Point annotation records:
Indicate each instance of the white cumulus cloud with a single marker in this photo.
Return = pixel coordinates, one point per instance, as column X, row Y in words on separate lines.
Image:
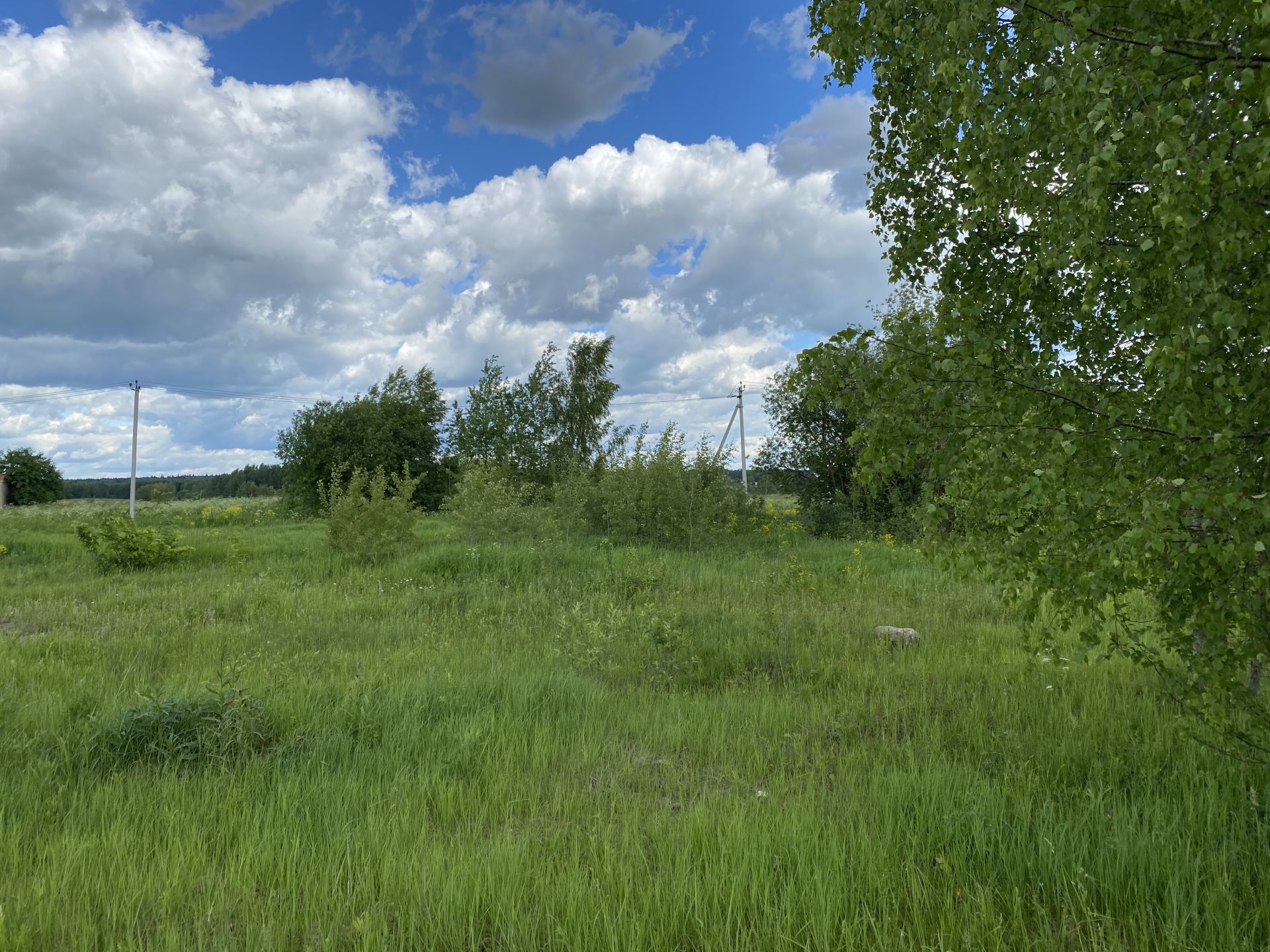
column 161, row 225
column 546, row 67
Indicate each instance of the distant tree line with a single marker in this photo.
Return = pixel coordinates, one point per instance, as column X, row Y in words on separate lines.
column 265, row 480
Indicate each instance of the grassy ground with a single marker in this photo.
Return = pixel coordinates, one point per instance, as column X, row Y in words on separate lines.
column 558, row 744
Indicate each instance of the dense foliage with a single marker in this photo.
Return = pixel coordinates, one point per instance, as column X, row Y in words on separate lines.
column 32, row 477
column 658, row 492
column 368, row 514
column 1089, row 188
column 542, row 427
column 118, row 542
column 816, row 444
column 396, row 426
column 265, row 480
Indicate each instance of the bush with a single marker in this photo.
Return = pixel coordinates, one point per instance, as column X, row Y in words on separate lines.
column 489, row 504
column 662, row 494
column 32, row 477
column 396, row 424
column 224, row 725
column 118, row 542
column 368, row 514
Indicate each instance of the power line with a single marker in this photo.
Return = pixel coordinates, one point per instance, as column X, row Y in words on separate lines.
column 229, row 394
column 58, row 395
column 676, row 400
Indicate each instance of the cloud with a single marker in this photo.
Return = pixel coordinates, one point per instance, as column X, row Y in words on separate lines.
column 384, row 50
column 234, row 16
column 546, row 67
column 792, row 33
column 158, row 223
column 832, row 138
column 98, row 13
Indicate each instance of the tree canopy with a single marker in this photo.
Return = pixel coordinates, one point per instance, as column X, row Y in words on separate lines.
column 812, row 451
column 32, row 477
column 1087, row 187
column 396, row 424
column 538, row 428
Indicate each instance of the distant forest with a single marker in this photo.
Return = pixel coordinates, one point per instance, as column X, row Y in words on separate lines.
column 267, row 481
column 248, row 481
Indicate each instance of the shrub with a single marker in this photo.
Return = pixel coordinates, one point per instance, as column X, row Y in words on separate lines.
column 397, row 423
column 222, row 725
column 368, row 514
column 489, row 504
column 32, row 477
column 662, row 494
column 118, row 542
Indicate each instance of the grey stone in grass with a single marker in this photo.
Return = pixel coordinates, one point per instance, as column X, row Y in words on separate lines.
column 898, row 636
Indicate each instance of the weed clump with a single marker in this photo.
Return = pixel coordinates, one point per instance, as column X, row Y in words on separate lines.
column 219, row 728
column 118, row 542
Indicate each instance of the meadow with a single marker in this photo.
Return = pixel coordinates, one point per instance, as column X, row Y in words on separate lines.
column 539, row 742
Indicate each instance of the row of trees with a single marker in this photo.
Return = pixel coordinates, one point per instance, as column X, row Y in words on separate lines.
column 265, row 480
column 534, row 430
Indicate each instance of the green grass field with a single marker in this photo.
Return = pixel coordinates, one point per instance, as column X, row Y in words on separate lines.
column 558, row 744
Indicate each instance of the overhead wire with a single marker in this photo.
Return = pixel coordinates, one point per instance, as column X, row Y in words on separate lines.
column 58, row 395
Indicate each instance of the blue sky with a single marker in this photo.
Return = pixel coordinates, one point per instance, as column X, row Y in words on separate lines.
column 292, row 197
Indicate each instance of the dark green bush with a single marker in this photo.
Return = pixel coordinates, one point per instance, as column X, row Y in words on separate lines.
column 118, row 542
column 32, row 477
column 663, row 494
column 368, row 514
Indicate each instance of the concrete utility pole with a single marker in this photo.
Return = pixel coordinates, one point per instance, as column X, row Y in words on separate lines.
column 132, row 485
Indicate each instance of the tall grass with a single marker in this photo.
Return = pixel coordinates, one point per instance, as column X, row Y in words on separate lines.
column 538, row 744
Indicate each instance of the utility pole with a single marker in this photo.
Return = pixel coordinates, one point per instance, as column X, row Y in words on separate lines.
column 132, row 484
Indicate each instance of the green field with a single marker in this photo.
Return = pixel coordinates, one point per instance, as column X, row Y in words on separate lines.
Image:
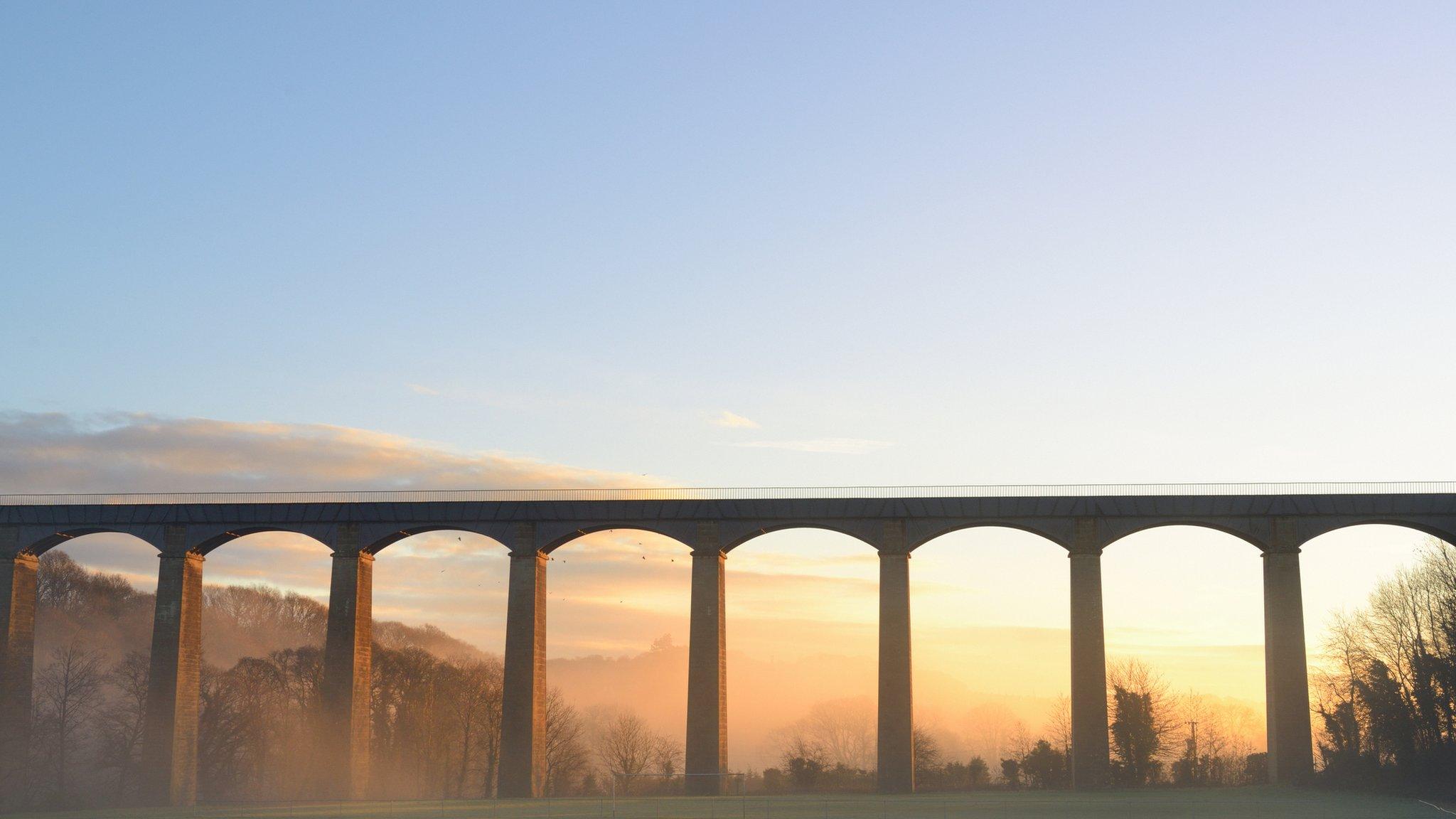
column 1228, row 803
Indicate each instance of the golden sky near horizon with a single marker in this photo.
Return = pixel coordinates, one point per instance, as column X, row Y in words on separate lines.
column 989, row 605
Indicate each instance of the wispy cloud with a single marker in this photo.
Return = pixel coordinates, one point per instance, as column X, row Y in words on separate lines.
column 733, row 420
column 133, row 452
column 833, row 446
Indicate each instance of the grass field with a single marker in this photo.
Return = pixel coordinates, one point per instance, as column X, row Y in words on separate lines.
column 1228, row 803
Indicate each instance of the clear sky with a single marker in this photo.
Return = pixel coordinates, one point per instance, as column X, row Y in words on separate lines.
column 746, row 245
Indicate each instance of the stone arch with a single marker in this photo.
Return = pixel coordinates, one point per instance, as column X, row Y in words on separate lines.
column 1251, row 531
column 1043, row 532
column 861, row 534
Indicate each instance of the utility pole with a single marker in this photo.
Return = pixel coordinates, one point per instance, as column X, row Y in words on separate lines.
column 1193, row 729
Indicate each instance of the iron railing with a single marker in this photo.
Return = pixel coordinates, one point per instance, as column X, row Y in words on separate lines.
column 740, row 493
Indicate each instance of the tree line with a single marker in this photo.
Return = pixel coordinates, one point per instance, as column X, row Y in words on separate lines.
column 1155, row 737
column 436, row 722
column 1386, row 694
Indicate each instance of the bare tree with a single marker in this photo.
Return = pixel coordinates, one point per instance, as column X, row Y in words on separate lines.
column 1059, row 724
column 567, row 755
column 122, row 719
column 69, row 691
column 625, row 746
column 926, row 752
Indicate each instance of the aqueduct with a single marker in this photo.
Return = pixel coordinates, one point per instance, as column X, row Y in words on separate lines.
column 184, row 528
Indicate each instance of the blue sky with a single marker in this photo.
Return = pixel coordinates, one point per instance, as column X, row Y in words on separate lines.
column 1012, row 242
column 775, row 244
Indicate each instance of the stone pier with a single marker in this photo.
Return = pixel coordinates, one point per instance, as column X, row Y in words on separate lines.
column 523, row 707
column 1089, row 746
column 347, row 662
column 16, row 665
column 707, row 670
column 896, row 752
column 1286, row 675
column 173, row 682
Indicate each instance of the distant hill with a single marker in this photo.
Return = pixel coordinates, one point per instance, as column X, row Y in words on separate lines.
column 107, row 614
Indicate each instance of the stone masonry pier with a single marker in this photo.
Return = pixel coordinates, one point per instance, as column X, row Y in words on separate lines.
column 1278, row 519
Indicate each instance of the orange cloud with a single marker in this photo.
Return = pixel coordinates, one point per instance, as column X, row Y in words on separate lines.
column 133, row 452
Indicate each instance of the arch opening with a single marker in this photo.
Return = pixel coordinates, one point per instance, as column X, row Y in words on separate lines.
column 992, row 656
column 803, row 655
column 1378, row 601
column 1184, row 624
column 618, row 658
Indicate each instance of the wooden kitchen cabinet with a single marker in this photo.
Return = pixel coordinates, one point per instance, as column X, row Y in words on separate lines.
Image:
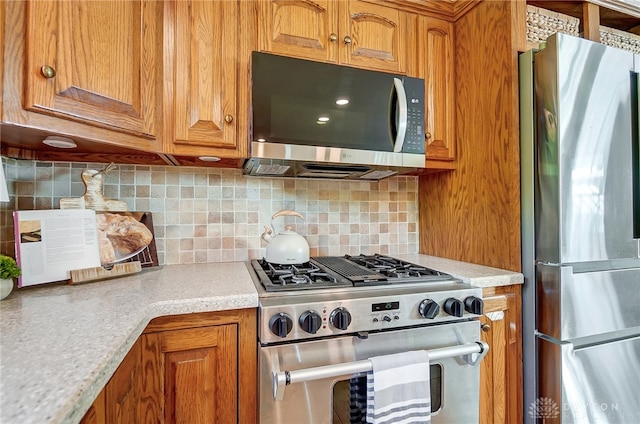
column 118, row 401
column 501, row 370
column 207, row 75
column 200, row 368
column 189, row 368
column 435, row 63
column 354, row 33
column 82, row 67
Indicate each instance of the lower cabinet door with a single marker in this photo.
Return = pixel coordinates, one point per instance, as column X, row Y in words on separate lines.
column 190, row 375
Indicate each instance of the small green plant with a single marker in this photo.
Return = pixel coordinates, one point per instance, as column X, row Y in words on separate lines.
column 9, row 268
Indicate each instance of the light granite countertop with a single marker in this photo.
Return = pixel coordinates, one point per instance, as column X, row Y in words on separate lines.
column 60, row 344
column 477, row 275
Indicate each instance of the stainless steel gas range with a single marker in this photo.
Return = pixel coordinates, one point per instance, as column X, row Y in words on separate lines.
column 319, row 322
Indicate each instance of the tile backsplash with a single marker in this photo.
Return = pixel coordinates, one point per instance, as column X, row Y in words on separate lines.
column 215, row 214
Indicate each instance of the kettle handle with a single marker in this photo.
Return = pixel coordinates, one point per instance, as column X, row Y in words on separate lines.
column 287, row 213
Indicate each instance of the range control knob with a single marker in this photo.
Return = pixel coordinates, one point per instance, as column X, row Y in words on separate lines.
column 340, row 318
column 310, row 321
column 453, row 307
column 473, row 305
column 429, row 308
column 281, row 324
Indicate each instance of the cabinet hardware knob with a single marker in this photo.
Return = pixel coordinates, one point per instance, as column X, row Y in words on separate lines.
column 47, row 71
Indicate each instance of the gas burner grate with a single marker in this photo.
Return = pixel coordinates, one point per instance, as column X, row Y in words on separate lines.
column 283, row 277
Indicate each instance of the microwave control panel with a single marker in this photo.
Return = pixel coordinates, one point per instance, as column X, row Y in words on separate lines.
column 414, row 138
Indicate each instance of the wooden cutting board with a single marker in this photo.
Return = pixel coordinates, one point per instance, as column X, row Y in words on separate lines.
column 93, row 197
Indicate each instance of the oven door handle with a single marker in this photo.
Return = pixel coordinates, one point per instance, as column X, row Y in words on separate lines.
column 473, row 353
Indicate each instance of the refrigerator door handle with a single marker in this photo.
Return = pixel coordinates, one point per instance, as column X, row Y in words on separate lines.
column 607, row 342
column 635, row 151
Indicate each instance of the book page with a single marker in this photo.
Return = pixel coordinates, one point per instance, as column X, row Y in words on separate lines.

→ CHALLENGE:
Please swap "knob" for "dial" in everything from the line containing "Indicate each instance of the small" down to the line containing "column 473, row 353" of the records, and write out only those lines with nothing else changed.

→ TASK SOLUTION:
Indicate each instance of the small green plant with a single marker in this photo.
Return = pixel coordinates, one point per instance, as column X, row Y in words on separate lines.
column 9, row 268
Indicate each instance of the light granite countertop with a single marker in this photo.
Return = pixel coordinates, one point per instance, as column X, row Y in words on separate lines.
column 60, row 344
column 477, row 275
Indicate each instance of the stainless steel gas range with a single marker in this photo.
Return = pixel coordinates, one point per instance, as column X, row Y in words on separate lines.
column 319, row 322
Indicate each instance of the tile backsplash with a single marker in this photo.
Return = pixel coordinates, one point per instance, as column X, row Y in words on separate lines.
column 215, row 214
Indicate each instance of the kettle handle with a single marker in this photo.
Return = pixel coordinates, one point per instance, as column X, row Y in words on separate lines.
column 287, row 213
Indicate each instance of the range control dial with a single marker in this photo.
Return = pixel coordinates, one point per instance, as column X, row Y in words on separate lines.
column 340, row 318
column 310, row 321
column 453, row 307
column 473, row 305
column 429, row 308
column 281, row 324
Indicate each instance of the cabinet hardware dial with a single marker in this photo.
Return = pixel coordinates, one point per instance, as column X, row Y in words on separate lines.
column 47, row 71
Indicate each instance of the gas burner grate with a single marker in this photo.
Return = pixel coordinates, one point per instance, as column X, row Y in words on separate lines.
column 283, row 277
Indicate each instance of the microwave control panel with a single marker in this photo.
Return = pixel coordinates, one point per instance, as column X, row Y in words on separate lines.
column 414, row 138
Indicate each instance of the wooden cutting board with a single marker in this photo.
Return = pixel coordinates, one point per instance, as column X, row Y in words on separate lines.
column 93, row 197
Indicate each instance of the oven door handle with a single marker in this photo.
Return = pixel coordinates, one point per instance, as column X, row Y in words on separate lines.
column 473, row 353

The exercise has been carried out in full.